┌──

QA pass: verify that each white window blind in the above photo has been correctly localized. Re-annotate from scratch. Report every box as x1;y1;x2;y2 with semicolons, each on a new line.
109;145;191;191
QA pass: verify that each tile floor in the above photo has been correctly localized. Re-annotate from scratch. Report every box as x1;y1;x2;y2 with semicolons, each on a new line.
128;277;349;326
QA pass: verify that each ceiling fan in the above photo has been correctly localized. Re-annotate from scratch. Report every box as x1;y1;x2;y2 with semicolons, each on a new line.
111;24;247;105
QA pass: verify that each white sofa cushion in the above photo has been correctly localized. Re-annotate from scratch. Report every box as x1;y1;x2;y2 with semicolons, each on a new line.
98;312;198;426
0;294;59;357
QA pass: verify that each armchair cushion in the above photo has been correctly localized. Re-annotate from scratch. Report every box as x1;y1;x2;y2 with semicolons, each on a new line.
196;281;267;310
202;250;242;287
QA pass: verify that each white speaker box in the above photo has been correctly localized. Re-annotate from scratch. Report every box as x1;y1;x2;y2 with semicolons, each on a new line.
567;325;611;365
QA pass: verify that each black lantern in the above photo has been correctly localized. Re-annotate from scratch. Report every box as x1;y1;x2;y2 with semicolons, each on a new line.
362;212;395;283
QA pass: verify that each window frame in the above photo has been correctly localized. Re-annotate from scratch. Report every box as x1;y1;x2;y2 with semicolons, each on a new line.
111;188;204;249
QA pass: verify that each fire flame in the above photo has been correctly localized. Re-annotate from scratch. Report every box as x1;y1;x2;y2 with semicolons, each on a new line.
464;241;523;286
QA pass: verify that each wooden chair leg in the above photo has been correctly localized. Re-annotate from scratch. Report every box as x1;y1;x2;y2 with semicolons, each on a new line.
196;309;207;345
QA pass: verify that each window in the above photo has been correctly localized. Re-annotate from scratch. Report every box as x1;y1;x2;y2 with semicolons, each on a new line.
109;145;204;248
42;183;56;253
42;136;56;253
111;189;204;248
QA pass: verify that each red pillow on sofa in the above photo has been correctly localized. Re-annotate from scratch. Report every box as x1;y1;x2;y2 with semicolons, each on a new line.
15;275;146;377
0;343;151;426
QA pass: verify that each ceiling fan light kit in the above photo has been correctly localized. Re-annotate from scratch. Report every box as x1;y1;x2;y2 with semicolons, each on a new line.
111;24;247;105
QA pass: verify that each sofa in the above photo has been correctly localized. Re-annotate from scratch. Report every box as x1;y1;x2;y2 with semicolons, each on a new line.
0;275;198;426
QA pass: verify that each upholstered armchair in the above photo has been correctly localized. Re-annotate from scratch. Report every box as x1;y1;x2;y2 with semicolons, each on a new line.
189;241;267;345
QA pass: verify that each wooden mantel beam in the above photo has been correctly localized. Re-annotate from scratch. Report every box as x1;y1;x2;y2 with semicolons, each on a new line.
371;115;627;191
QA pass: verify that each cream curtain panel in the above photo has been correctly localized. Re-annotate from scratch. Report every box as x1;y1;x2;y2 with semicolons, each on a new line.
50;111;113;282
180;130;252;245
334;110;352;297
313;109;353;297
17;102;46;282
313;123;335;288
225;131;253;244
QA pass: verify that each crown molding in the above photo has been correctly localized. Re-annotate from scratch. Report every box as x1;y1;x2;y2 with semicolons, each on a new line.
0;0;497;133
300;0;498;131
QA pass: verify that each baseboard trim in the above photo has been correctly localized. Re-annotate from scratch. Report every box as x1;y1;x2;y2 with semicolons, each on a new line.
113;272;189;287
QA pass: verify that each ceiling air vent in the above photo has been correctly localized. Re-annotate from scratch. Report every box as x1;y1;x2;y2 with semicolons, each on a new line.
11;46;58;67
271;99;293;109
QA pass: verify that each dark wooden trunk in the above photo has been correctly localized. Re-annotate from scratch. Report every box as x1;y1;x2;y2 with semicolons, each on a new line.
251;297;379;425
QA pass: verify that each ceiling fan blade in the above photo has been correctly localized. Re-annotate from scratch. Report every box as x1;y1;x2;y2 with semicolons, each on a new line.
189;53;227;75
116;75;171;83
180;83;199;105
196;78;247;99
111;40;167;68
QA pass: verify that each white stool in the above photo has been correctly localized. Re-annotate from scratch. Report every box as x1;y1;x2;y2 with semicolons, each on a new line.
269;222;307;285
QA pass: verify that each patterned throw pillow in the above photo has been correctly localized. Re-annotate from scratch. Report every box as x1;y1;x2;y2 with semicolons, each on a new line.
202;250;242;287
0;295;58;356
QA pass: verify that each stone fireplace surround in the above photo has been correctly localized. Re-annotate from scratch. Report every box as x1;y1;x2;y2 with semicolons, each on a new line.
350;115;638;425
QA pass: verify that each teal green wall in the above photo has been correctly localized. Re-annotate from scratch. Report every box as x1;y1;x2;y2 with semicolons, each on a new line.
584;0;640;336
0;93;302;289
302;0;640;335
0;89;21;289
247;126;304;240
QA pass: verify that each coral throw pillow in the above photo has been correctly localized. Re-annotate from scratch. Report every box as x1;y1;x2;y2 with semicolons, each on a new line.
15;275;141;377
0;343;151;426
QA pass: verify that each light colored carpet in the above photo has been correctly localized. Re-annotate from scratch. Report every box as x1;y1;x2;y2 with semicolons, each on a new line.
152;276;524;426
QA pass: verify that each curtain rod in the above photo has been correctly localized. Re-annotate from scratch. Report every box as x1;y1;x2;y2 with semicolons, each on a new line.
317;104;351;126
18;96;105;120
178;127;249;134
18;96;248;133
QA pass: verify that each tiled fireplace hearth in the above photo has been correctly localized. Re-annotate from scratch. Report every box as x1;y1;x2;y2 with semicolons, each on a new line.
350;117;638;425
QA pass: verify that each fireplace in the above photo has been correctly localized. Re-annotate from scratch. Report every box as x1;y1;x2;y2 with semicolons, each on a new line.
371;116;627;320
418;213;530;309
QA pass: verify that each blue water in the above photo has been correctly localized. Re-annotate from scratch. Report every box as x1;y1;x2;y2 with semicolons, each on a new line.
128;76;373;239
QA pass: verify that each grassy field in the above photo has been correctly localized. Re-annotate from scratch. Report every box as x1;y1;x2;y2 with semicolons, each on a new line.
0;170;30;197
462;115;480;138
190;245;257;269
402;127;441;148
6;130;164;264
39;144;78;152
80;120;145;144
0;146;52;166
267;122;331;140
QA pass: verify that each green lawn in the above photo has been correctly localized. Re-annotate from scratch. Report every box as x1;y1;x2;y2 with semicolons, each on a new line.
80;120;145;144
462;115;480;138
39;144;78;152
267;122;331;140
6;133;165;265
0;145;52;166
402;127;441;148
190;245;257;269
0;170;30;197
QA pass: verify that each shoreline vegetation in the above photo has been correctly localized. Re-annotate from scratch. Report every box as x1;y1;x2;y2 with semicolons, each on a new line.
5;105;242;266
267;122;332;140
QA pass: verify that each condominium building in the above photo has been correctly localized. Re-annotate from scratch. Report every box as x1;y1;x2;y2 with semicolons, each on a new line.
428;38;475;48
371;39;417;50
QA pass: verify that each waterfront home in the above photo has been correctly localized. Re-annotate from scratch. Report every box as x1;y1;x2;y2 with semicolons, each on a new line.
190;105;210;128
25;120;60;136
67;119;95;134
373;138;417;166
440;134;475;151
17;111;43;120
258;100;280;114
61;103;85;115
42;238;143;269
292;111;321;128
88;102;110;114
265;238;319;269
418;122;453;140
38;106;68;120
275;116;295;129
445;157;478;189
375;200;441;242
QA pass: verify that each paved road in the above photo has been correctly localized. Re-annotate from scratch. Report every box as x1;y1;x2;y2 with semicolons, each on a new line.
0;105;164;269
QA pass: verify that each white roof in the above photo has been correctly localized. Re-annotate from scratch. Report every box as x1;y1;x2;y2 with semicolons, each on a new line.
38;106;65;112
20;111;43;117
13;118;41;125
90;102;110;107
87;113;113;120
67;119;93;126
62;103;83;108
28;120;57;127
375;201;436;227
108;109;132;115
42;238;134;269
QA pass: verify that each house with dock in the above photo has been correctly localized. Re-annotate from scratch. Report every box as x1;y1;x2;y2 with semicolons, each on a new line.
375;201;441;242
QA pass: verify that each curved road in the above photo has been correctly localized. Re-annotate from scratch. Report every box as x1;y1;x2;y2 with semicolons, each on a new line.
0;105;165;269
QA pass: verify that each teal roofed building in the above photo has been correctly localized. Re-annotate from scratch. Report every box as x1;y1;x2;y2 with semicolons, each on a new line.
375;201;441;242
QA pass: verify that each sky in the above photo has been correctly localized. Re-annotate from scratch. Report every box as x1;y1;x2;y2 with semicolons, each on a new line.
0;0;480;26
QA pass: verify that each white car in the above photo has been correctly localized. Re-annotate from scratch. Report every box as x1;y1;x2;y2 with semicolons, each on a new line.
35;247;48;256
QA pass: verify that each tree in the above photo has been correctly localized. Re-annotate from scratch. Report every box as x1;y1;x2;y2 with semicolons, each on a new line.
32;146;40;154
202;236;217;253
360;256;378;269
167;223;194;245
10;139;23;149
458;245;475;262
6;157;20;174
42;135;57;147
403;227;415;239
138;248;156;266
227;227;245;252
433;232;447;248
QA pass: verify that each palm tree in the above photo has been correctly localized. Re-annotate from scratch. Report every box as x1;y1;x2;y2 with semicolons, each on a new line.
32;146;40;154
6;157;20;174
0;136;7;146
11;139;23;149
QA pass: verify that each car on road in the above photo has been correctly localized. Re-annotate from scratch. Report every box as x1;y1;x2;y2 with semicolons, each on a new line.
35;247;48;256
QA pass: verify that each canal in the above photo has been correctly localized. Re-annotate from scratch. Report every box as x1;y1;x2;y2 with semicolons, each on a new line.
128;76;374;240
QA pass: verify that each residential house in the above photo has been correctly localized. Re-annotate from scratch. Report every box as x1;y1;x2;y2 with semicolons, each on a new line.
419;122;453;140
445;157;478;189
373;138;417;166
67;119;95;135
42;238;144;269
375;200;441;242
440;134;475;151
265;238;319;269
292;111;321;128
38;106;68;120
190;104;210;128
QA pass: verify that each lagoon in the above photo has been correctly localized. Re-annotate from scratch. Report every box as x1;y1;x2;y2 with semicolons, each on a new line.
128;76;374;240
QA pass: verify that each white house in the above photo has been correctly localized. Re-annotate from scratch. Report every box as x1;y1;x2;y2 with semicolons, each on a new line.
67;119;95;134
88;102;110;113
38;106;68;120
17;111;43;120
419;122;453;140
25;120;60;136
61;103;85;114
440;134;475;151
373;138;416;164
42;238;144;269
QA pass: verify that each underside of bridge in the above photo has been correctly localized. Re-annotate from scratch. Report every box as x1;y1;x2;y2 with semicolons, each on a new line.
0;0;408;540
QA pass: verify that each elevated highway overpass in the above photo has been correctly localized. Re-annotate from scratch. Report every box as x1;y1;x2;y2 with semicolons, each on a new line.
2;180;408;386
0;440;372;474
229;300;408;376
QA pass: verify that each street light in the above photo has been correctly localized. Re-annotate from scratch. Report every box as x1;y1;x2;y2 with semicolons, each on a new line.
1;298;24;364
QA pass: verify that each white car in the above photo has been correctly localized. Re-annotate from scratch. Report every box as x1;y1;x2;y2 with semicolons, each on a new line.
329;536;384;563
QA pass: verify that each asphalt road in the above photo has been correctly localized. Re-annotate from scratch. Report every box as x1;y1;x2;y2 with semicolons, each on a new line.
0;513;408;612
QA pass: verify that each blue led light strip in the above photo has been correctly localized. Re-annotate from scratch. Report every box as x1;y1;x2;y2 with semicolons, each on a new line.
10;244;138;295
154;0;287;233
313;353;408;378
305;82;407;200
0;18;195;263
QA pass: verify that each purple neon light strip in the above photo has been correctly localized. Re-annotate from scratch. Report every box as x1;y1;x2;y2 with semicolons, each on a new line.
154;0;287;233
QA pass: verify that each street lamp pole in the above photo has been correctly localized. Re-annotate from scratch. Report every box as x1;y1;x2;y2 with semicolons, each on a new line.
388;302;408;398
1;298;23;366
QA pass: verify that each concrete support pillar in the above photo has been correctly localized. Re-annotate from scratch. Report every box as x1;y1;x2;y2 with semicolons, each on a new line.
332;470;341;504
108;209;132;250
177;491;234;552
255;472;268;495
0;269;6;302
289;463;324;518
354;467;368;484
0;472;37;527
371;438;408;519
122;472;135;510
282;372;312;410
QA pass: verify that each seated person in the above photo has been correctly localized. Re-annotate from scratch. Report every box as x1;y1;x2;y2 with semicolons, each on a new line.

└──

EXERCISE DETAILS: Rename "teal green wall" to "dark teal wall" in the lines that open with the one containing "QA pass: verify that each teal green" and close with the one containing "247;126;304;240", and give those lines back with nothing else changed.

OUTPUT OF THE EXERCISE:
QA pass: verify that each dark teal wall in the above photo has been correctly localized. Re-annotate from scratch. Report every box as x1;y1;x2;y2 with semicolons, each on a new line.
584;0;640;336
0;93;302;289
302;0;640;335
0;89;21;289
247;126;304;240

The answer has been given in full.